> **WORK ITEM**
Let the line containing "Identify one point on each instance of the woman's blonde" serve as the first line of the answer and the final line of the entries as its last, with every line between copied exactly.

> **INPUT RECORDS**
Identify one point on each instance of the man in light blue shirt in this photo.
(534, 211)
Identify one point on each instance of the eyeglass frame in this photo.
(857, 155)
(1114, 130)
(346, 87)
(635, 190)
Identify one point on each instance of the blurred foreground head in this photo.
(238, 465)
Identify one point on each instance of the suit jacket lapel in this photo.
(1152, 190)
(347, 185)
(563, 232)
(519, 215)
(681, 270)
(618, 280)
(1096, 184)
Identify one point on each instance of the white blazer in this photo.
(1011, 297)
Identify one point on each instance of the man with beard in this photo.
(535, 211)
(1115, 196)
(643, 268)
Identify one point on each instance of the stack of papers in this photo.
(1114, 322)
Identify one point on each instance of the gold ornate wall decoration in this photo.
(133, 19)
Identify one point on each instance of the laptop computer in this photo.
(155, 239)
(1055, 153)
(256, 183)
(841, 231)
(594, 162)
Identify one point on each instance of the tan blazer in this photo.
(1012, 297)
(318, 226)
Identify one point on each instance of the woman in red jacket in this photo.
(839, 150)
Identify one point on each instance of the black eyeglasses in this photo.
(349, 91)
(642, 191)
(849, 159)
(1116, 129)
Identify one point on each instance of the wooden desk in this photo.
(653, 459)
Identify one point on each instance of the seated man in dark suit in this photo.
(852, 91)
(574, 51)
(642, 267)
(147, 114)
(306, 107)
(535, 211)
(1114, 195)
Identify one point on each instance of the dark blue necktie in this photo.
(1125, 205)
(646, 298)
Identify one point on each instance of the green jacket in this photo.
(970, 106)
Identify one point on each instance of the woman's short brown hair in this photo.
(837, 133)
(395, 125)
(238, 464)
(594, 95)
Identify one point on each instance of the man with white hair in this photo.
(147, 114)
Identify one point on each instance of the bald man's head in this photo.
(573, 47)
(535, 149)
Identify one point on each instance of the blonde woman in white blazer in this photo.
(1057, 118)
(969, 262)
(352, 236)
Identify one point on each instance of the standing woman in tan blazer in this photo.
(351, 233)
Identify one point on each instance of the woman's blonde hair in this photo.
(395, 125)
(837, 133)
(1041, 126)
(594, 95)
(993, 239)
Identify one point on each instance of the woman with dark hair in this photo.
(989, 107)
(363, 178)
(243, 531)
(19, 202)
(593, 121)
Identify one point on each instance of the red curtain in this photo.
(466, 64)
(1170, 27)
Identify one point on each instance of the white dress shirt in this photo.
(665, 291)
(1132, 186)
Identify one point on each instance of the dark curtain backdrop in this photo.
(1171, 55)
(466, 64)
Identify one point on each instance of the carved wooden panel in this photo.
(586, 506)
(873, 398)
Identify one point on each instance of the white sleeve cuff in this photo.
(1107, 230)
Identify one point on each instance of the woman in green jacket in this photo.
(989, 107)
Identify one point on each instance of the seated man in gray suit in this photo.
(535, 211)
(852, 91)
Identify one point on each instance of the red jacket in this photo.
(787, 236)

> **TASK RESULT**
Identify one point on each instance of the woman's blonde hair in this photo.
(395, 125)
(837, 133)
(1041, 126)
(594, 95)
(993, 239)
Identify one point on each instance of the woman with dark hair in this photo.
(989, 107)
(363, 178)
(243, 531)
(19, 202)
(593, 121)
Identify one point on each instance of the red curtain in this photo.
(466, 64)
(1170, 27)
Identify one point on each instance of the white dress shirt in this photo.
(665, 291)
(1132, 186)
Identify one point on each instance of the dark curtain backdrop in this photo.
(1171, 55)
(466, 64)
Identify one point on each instance of the carved wooden panel in this photo.
(586, 506)
(873, 398)
Identify one point on each instance of the white sleeve cuff in this photo.
(1107, 230)
Identify one point on each instance of the woman in green jacket in this photo.
(989, 107)
Identify one point on each instance of the seated man in gray suit in this photo.
(535, 211)
(852, 91)
Identify one point on each instance of the red jacket in this photo.
(787, 236)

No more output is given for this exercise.